## ACTIVITY
Copy each line of the records below that has "wooden" in it.

## AVAILABLE RECORDS
[Start of Attachment]

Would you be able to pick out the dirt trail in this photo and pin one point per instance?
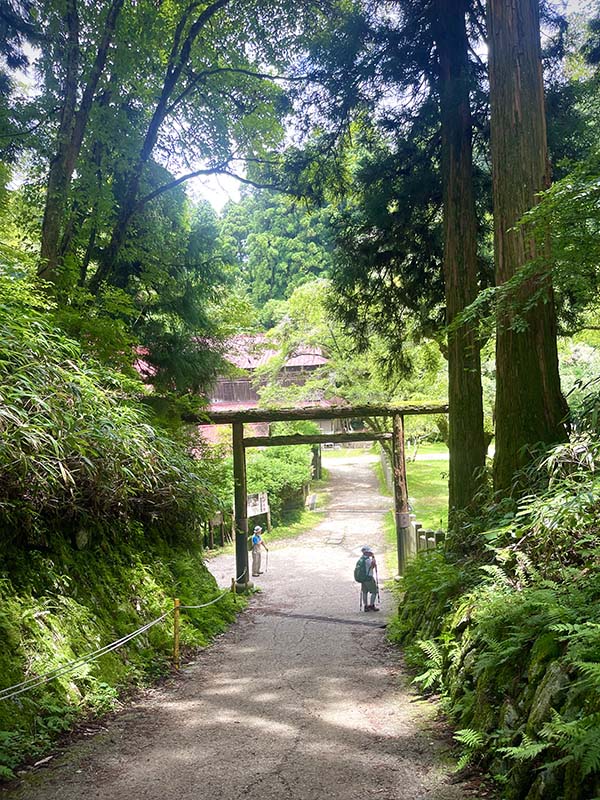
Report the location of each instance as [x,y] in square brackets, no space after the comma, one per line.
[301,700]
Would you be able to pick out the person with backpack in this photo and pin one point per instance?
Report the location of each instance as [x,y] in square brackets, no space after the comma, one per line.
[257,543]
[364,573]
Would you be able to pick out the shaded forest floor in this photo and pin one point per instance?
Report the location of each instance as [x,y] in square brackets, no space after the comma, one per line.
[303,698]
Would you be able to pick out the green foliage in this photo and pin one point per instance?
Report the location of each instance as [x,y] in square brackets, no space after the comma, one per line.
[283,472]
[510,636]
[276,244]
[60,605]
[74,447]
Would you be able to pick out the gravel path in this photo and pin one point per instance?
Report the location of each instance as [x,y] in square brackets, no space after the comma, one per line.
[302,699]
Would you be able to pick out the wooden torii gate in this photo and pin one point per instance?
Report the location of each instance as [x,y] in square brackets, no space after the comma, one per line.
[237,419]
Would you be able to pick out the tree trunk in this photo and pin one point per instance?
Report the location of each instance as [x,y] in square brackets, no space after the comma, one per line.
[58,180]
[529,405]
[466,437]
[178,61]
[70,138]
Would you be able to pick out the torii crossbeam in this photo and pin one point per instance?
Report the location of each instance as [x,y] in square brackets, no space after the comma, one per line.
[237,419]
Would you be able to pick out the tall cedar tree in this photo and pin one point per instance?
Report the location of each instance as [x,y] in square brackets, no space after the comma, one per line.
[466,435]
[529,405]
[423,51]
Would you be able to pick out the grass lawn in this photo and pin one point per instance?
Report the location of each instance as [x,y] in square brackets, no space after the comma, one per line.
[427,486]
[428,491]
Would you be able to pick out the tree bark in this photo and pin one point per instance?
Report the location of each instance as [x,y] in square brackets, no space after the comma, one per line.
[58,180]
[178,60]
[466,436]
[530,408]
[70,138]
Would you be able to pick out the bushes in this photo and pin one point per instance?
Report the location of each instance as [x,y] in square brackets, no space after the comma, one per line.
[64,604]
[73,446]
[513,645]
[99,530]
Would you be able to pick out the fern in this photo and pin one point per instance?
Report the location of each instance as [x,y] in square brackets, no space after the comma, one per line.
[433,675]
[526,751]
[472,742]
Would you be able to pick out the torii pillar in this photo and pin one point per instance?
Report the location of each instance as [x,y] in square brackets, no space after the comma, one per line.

[End of Attachment]
[Start of Attachment]

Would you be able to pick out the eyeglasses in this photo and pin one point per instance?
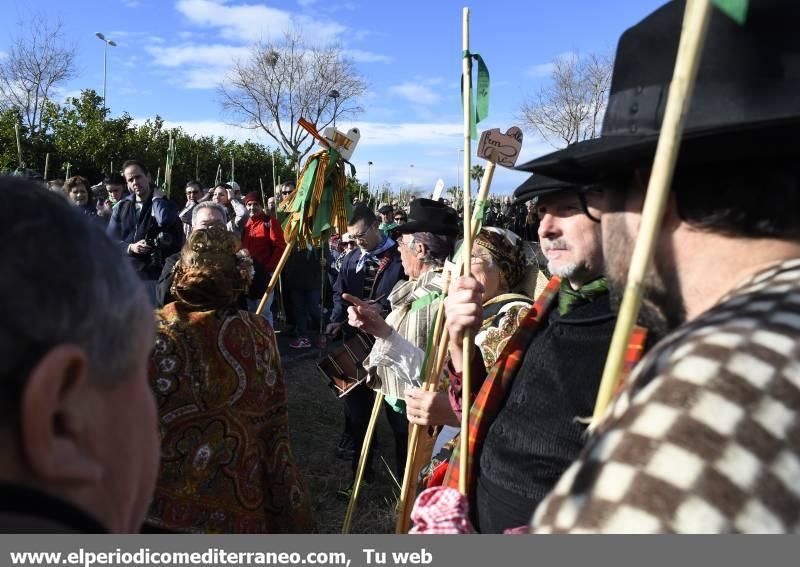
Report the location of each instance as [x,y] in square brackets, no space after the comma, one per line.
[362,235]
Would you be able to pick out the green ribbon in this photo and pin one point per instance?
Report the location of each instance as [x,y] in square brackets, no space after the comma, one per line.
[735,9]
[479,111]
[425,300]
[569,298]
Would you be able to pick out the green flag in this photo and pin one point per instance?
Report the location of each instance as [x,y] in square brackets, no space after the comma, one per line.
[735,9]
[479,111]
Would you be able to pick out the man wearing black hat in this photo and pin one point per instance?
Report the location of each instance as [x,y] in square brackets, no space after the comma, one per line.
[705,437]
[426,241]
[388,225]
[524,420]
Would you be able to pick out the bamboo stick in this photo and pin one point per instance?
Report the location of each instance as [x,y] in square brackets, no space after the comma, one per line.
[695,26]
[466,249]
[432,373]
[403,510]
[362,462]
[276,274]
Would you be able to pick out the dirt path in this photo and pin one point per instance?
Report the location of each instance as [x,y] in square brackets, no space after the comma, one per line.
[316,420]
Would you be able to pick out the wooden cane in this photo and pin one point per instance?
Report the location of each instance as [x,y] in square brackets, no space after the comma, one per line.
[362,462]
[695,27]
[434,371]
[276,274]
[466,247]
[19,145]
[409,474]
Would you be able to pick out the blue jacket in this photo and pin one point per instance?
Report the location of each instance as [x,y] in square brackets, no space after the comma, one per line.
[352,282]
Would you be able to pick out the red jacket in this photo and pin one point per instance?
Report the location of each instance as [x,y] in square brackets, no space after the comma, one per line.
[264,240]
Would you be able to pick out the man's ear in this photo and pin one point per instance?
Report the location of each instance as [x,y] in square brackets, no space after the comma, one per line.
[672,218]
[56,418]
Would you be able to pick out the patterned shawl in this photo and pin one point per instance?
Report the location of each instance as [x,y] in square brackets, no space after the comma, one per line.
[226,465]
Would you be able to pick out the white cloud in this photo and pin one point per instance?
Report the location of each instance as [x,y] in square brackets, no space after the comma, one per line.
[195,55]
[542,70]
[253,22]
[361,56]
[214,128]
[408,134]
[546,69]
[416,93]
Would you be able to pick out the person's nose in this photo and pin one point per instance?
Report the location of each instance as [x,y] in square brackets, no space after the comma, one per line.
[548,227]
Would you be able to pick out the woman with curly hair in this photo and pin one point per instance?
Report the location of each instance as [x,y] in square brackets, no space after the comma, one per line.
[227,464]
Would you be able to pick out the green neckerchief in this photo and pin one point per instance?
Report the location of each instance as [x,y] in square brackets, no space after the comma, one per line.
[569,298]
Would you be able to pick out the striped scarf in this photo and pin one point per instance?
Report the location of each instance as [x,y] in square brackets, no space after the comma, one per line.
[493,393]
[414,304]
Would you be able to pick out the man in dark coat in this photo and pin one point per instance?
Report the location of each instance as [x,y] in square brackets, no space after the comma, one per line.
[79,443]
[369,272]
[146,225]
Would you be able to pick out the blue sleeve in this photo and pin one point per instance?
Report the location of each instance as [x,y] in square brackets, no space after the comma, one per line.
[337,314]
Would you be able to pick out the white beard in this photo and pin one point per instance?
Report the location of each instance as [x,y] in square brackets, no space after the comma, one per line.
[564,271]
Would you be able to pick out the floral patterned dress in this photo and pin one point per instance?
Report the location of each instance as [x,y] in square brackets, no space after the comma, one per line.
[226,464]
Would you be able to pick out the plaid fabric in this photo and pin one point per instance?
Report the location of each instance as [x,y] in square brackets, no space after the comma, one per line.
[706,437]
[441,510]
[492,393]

[End of Attachment]

## SOLVED PROBLEM
Would you be able to pick out the wooden torii gate in this photo and pin one point per instance?
Would you be able to pick out the wooden cane in this photo and pin one point per instance?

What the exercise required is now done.